__REQUIREMENT__. Rewrite the records from the line with "of the waterfront" through the end of the records, swapping "photograph" for "image" and changing nothing else. Leave the pictures out of your answer.
────────────────────────────────────────
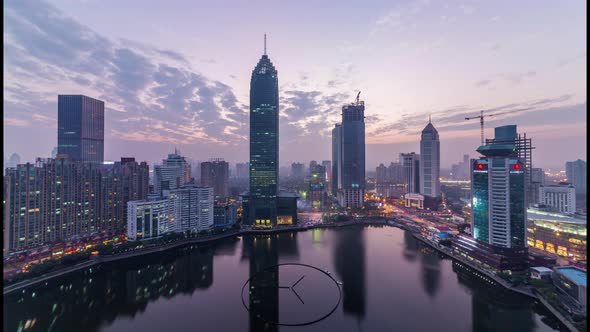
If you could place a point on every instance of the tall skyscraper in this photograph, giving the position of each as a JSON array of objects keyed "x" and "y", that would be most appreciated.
[
  {"x": 350, "y": 150},
  {"x": 328, "y": 166},
  {"x": 215, "y": 174},
  {"x": 498, "y": 208},
  {"x": 411, "y": 171},
  {"x": 264, "y": 143},
  {"x": 576, "y": 175},
  {"x": 498, "y": 191},
  {"x": 430, "y": 162},
  {"x": 80, "y": 128},
  {"x": 242, "y": 170}
]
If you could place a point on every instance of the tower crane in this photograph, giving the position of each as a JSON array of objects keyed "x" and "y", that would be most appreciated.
[{"x": 481, "y": 116}]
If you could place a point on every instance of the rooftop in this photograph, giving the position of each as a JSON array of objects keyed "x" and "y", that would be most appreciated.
[{"x": 573, "y": 273}]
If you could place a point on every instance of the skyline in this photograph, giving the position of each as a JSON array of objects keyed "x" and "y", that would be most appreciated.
[{"x": 146, "y": 86}]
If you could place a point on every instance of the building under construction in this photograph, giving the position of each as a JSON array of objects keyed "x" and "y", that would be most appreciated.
[{"x": 524, "y": 149}]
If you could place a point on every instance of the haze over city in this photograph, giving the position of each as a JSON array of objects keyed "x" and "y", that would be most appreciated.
[{"x": 170, "y": 80}]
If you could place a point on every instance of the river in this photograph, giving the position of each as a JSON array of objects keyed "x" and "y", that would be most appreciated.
[{"x": 389, "y": 282}]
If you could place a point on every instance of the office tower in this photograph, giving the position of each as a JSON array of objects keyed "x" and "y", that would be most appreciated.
[
  {"x": 328, "y": 166},
  {"x": 297, "y": 170},
  {"x": 13, "y": 160},
  {"x": 149, "y": 218},
  {"x": 264, "y": 143},
  {"x": 173, "y": 173},
  {"x": 215, "y": 174},
  {"x": 317, "y": 185},
  {"x": 561, "y": 197},
  {"x": 350, "y": 149},
  {"x": 80, "y": 128},
  {"x": 576, "y": 175},
  {"x": 537, "y": 180},
  {"x": 193, "y": 208},
  {"x": 242, "y": 170},
  {"x": 224, "y": 214},
  {"x": 498, "y": 209},
  {"x": 411, "y": 168},
  {"x": 336, "y": 152},
  {"x": 430, "y": 162},
  {"x": 66, "y": 199},
  {"x": 395, "y": 173},
  {"x": 524, "y": 152}
]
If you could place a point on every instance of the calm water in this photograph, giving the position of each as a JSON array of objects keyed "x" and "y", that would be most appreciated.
[{"x": 390, "y": 282}]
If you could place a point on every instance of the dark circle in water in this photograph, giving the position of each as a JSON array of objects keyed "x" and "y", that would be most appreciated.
[{"x": 290, "y": 289}]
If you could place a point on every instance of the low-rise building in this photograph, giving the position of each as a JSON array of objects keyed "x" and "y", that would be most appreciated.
[
  {"x": 541, "y": 273},
  {"x": 557, "y": 233},
  {"x": 149, "y": 219},
  {"x": 572, "y": 282}
]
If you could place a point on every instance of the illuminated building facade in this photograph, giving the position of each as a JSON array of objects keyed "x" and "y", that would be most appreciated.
[
  {"x": 80, "y": 128},
  {"x": 430, "y": 162},
  {"x": 57, "y": 200},
  {"x": 264, "y": 144},
  {"x": 557, "y": 233},
  {"x": 148, "y": 219}
]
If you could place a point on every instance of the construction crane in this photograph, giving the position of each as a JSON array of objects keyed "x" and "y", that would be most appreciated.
[{"x": 481, "y": 116}]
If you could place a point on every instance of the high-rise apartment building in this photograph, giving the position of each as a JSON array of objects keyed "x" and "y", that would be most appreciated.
[
  {"x": 149, "y": 218},
  {"x": 430, "y": 162},
  {"x": 80, "y": 128},
  {"x": 351, "y": 155},
  {"x": 297, "y": 170},
  {"x": 411, "y": 171},
  {"x": 560, "y": 197},
  {"x": 174, "y": 172},
  {"x": 215, "y": 174},
  {"x": 62, "y": 199},
  {"x": 576, "y": 175},
  {"x": 193, "y": 208}
]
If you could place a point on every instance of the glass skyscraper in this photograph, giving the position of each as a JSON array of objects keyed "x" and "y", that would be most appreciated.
[
  {"x": 350, "y": 154},
  {"x": 80, "y": 128},
  {"x": 430, "y": 162},
  {"x": 264, "y": 144}
]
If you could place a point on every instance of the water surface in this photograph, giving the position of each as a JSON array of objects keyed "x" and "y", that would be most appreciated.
[{"x": 390, "y": 282}]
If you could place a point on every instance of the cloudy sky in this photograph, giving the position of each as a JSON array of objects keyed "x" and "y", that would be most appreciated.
[{"x": 177, "y": 73}]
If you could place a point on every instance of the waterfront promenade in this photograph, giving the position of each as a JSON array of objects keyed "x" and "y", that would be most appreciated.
[{"x": 96, "y": 260}]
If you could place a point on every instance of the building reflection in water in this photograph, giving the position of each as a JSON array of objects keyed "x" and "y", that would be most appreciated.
[
  {"x": 349, "y": 261},
  {"x": 84, "y": 301},
  {"x": 411, "y": 247},
  {"x": 430, "y": 266},
  {"x": 494, "y": 308}
]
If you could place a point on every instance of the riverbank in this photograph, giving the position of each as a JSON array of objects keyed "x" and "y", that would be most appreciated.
[
  {"x": 530, "y": 292},
  {"x": 97, "y": 260}
]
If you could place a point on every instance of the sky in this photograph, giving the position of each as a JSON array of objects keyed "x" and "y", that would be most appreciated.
[{"x": 177, "y": 74}]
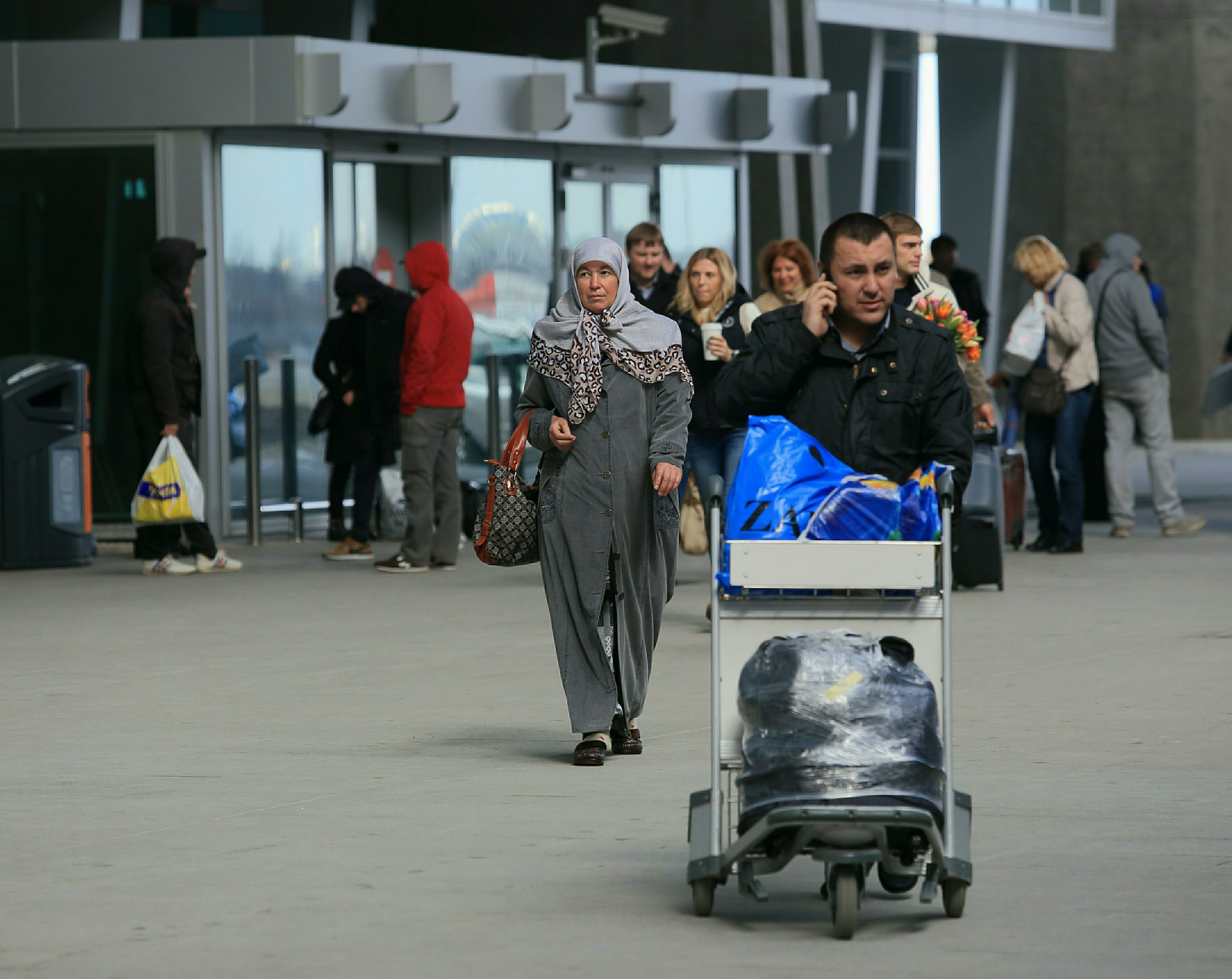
────────────────────────────────────────
__REPLY TO THE EXERCISE__.
If you could place a point on every instance of the waterfront promenade in this image, giving the position of each as a JSON array of objects keyed "x" and "y", that would be most appreciated.
[{"x": 96, "y": 260}]
If you could place a point on every instance of the building reflection in water in this image, giving the position of each as a JSON array of objects keyed "x" and "y", that would be most appreciated.
[
  {"x": 349, "y": 261},
  {"x": 84, "y": 301},
  {"x": 411, "y": 247},
  {"x": 430, "y": 266},
  {"x": 494, "y": 308}
]
If you could place a point on every instance of the riverbank in this image, giving the position of each as a JSON array of objects keyed "x" and "y", that would be most appreciated.
[
  {"x": 530, "y": 292},
  {"x": 97, "y": 260}
]
If you could place a point on every instance of the sky in this image, giving the position of each as a JSON array of objects keyed "x" and "y", that would be most appreciated.
[{"x": 177, "y": 74}]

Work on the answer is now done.